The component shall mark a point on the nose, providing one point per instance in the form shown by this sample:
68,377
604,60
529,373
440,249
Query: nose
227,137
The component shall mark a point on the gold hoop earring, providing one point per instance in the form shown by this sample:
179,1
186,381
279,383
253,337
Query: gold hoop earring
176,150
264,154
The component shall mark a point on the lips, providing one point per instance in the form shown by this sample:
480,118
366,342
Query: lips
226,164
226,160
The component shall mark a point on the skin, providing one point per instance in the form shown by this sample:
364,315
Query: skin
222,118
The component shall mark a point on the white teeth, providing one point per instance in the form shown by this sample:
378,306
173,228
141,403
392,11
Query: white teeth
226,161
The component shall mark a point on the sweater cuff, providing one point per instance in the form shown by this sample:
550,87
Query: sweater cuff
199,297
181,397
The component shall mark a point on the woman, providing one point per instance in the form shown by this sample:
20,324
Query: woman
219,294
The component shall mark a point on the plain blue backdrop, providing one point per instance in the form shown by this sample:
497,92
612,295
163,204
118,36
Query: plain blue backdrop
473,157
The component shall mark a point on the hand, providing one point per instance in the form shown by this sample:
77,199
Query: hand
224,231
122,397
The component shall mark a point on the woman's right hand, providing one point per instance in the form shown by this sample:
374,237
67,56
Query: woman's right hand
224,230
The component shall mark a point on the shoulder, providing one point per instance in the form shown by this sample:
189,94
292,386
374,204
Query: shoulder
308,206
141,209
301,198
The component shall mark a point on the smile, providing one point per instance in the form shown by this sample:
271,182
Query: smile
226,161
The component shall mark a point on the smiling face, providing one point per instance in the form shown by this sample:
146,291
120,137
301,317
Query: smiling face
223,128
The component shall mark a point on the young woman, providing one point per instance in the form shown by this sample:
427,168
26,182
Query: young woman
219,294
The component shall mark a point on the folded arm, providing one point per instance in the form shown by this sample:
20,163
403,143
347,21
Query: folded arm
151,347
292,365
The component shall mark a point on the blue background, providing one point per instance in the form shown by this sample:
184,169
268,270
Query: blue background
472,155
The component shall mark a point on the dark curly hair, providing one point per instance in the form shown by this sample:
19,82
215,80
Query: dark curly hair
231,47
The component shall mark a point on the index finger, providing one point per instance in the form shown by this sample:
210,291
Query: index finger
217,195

##########

Can you rewrite all of the data above with "module" substituted for every "component" and nothing else changed?

Solution for this problem:
The module shall mark a point on the nose, providing one point per instance in the form shown by this sample:
68,377
604,60
529,373
440,249
Query: nose
227,137
The module shall mark a point on the gold hoop earring, providing one point per instance in the form shown by this sample:
179,1
186,381
279,383
253,337
Query: gold hoop earring
176,150
264,154
The module shall mark a point on the lips, providing one point per instance in the form shown by this sample:
480,118
366,342
Query: lips
226,164
226,160
The module shall mark a point on the skin, providing one point per instance in the form shown by this sample:
364,315
Query: skin
222,118
The module shall mark a point on the white teeth, providing one point per instance in the form shown by this sample:
378,306
173,228
141,403
392,11
Query: white teeth
226,161
The module shall mark a point on the sweater cuff, providing one point per instance in the form shown by this sample:
550,87
Query: sweater cuff
199,297
181,397
The module shall mark a point on the woman, providing one point per instance in the form shown by this sample:
20,324
Query: woman
219,294
The module shall mark a point on the plain blue backdrop, providing one point per instance in the form shown by this sample:
497,92
612,295
163,204
118,36
Query: plain blue backdrop
473,157
The module shall mark a point on the hand, providing one point per instance in the form shown by this sample:
77,199
Query: hand
224,231
122,397
The module shall mark a point on the woman's right hand, providing one point per instance in the form shown by this sample:
374,237
67,56
Query: woman's right hand
224,230
The module shall mark a point on the shoulder, providing one point per instance in the form shown by this sample:
189,94
292,386
374,204
Query: shoulder
308,206
141,209
301,198
The module shall mark a point on the smile, providing one point per instance in the form shown by this sample:
271,182
Query: smile
226,161
The module shall mark a point on the smiling face, providing one point per instance in the form shown by this sample:
146,291
120,137
301,317
Query: smiling face
223,128
The module shall mark a point on the young woman, providing one point per instance in the form shown by this sample:
427,168
26,182
Query: young woman
219,294
The module shall mark a point on the folded arm, providing one point per instance in the form shown by this sample:
20,163
403,143
347,21
Query: folded arm
151,347
292,365
The module shall mark a point on the blue background, providing one point per instance in the form shown by this sample:
184,169
268,270
Query: blue background
472,155
The module shall mark a point on the dark curly hair, providing one point per instance in the form shown by this sample:
19,82
215,80
Query: dark curly hair
231,47
The module shall mark a point on the index finger, providing one point per instance in the form shown by this sample:
210,291
Query: index finger
217,195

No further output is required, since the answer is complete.